Copy the data exactly.

------ PROVIDED INFORMATION ------

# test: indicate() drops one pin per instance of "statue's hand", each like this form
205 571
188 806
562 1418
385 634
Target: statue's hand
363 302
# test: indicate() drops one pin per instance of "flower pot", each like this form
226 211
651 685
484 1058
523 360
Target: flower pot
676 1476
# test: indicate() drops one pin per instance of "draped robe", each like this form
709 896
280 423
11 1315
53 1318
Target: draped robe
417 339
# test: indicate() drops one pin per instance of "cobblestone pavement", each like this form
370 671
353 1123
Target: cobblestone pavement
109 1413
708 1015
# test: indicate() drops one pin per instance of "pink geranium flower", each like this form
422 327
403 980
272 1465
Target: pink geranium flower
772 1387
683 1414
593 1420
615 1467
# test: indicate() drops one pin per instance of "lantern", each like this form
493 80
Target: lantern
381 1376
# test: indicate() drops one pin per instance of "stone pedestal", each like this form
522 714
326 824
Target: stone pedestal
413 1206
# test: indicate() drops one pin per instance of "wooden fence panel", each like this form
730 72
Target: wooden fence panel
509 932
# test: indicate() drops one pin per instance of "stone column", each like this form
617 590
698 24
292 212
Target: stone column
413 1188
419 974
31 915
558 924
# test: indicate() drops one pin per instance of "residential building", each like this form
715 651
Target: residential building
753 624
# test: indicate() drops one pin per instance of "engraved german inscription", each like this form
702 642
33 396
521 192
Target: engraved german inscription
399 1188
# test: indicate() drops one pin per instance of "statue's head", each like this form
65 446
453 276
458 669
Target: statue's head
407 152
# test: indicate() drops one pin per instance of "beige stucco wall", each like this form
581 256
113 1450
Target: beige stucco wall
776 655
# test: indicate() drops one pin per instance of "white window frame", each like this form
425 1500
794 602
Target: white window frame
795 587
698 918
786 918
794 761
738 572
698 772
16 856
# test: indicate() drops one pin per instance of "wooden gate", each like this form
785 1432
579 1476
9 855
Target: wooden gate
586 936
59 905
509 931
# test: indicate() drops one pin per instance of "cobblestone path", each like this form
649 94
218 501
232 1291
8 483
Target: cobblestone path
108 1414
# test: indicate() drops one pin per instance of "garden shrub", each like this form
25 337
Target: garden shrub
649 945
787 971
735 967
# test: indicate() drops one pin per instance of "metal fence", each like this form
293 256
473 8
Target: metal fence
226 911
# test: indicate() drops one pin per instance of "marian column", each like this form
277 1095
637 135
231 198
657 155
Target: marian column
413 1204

------

*FINAL ANSWER:*
# test: indicate() drops one pin per instance of "statue's hand", each like this form
205 571
188 806
562 1418
385 634
Target: statue's hand
363 302
# test: indicate() drops one pin per instance of "flower pot", each like this form
226 211
651 685
484 1058
523 360
Target: flower pot
676 1476
# test: indicate() drops one pin per instance of "draped robe", each like this form
709 896
280 423
11 1315
53 1318
Target: draped robe
417 339
# test: indicate() drops one pin per instance of "cobblestone pavement", each like this form
370 671
353 1123
Target: cobblestone pavement
109 1413
708 1015
# test: indicate() drops one pin per instance of "pink geranium flower", each like this form
422 327
403 980
272 1465
Target: pink geranium flower
772 1387
683 1414
593 1420
615 1467
# test: indicate() drops one pin per instance of "lantern", each like this form
493 80
Target: lantern
381 1376
# test: indicate() drops one pin per instance of "stone pedestal", each like this form
522 714
326 824
Target: stone pedestal
413 1206
# test: indicate() drops one pin per instance of "wooden fence panel", each like this form
730 72
Target: wooden fence panel
509 932
# test: indicate() drops one pin per instance of "stone column", each like this form
617 590
698 24
292 212
Target: stone column
413 1188
419 974
31 915
558 924
# test: indicate() drops one pin per instance of "residential building", each like this form
715 651
Target: residential building
753 624
# test: indicate() drops one pin per instance of "engraved german inscription", each like this form
702 642
33 396
521 192
Target: engraved german inscription
399 1188
# test: indicate() drops one pin per instance of "statue's head", each like this form
65 446
453 276
458 669
Target: statue's head
407 152
# test: indicate() drops one pin per instance of "beige stucco wall", each like this form
581 256
113 1450
Target: beige stucco wall
776 655
# test: indicate() drops one pin per instance of "white window frame", each like this form
425 1500
794 602
Target: white window frame
795 587
698 918
786 918
794 761
738 572
698 772
16 856
# test: indicate() drops one pin per instance of "wooden gate", each like this form
785 1432
579 1476
9 855
Target: wooden gate
586 936
59 905
509 931
# test: indicate() drops one pin per instance of "cobblestone path", each like this form
649 94
218 501
232 1291
8 483
Target: cobblestone path
108 1414
# test: indicate() drops one pin per instance of "garden shrub", each like this form
25 337
Target: garden shrub
649 945
787 971
735 967
# test: indicate() drops one pin per instance of "metal fence", each like this form
293 256
473 8
Target: metal fence
226 911
# test: indicate() drops one pin per instance of "marian column", each like this form
277 1095
637 135
231 198
657 155
Target: marian column
413 1204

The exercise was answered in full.